◆ Do this:
Count how many lines in the items below contain the string "with", treating uppercase and lowercase as different, and give only that number.

◆ Exercise input:
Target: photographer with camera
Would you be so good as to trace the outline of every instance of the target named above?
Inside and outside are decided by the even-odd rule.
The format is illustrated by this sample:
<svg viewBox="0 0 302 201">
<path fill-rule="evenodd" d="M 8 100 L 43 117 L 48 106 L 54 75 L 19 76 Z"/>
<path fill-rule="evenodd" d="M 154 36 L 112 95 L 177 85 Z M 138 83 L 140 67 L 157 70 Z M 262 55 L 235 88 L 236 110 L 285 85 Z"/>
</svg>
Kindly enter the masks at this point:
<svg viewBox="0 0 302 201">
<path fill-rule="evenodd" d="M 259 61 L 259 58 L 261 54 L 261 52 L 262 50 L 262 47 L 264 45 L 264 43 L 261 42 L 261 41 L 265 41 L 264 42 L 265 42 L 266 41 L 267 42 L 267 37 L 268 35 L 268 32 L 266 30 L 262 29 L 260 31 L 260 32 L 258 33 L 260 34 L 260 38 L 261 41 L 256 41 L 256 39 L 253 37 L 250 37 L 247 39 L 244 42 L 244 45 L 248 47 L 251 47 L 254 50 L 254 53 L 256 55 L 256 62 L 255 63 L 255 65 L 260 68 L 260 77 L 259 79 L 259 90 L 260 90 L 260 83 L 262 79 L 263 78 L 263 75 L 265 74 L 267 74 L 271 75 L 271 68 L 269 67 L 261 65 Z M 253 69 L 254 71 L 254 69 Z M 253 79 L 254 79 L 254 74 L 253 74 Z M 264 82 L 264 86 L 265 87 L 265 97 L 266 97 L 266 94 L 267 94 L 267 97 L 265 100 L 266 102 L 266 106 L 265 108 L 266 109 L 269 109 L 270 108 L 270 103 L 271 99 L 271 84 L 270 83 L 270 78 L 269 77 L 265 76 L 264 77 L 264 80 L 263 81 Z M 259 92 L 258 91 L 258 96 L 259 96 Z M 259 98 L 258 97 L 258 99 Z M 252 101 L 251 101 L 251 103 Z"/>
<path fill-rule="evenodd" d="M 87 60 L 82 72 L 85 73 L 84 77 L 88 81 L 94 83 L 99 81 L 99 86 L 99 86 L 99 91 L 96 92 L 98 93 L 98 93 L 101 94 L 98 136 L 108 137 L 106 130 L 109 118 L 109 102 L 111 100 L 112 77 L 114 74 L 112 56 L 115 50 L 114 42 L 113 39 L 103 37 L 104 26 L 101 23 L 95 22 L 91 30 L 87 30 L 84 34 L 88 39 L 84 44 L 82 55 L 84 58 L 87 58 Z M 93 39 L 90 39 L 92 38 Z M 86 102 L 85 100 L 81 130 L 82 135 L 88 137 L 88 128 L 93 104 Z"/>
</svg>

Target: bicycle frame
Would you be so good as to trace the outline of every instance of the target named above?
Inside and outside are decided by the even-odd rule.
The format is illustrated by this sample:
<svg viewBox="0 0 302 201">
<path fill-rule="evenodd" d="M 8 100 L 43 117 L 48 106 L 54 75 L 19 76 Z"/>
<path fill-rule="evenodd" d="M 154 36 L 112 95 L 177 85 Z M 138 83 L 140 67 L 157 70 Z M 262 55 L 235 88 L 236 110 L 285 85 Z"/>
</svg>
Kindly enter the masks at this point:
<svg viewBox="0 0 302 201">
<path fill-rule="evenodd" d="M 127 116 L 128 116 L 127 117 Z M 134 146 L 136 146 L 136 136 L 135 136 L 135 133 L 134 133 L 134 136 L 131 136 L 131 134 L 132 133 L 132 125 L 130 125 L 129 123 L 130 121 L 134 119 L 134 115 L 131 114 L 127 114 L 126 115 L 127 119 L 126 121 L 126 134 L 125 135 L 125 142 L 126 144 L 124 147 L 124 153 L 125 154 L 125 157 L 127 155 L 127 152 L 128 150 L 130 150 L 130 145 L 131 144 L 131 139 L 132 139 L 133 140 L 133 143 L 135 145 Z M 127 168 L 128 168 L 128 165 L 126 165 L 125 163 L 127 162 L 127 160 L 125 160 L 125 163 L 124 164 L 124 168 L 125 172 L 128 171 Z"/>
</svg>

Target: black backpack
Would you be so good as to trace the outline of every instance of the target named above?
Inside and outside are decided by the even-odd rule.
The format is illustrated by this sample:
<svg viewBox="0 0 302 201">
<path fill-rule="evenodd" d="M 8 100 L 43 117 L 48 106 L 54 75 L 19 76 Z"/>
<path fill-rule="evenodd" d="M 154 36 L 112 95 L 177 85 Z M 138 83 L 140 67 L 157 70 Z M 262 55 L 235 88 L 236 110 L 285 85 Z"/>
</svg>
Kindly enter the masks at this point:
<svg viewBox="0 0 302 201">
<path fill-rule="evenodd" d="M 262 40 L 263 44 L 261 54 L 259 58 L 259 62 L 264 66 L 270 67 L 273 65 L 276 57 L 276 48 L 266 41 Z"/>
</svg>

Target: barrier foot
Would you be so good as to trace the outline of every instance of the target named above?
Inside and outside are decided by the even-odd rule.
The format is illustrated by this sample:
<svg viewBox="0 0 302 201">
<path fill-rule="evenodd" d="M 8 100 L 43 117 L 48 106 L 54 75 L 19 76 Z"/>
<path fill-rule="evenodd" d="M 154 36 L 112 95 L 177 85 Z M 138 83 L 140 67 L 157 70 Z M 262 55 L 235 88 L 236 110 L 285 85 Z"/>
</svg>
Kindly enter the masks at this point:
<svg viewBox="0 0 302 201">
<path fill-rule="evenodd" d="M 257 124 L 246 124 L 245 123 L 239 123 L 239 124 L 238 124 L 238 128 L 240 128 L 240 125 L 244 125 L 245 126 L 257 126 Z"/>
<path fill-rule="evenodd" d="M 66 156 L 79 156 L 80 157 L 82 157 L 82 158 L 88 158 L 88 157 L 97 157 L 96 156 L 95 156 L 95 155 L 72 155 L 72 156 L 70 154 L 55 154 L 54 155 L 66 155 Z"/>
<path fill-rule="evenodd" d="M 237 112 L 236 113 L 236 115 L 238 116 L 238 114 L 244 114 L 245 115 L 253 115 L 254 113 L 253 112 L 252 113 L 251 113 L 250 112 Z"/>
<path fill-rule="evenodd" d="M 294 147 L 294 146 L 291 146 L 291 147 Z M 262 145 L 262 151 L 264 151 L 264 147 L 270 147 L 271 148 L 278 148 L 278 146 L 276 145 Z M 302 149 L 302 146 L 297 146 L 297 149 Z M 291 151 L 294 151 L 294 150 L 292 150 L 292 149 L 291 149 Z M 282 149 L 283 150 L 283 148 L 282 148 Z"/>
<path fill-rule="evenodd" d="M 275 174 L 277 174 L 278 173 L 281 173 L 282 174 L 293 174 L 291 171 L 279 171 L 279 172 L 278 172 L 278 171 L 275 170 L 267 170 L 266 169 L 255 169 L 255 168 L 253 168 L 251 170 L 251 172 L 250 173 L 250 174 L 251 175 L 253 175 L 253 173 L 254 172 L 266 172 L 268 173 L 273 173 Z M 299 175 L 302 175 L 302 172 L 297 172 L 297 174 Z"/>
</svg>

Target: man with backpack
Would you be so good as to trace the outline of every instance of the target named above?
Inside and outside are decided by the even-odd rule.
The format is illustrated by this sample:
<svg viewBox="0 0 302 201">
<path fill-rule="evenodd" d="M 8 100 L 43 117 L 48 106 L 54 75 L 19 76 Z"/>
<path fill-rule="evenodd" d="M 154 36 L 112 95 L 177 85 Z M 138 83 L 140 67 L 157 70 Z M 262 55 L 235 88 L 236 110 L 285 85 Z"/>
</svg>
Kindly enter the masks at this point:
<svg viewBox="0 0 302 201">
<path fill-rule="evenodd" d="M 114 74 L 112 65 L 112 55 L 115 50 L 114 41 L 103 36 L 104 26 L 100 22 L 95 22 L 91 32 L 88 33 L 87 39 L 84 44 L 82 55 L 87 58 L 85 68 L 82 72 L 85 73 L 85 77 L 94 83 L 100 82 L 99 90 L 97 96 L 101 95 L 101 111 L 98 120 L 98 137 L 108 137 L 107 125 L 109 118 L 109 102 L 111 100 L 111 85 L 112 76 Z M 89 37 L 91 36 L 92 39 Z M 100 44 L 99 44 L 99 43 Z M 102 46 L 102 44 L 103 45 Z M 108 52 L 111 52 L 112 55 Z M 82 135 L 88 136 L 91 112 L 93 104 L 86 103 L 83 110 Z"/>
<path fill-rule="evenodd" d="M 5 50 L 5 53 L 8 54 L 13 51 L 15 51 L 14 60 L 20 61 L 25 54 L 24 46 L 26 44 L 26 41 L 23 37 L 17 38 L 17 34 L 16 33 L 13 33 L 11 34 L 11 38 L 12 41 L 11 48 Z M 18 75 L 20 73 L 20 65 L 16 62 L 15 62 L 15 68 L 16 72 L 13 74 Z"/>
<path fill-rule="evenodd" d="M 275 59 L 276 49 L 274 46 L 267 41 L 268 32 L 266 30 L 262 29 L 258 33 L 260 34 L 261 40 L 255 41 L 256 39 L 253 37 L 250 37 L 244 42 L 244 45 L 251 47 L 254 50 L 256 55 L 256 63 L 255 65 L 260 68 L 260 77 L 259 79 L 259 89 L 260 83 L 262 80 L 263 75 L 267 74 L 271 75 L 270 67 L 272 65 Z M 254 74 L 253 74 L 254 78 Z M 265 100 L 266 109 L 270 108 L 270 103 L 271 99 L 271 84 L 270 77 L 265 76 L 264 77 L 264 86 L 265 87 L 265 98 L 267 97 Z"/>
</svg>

◆ Response to this exercise:
2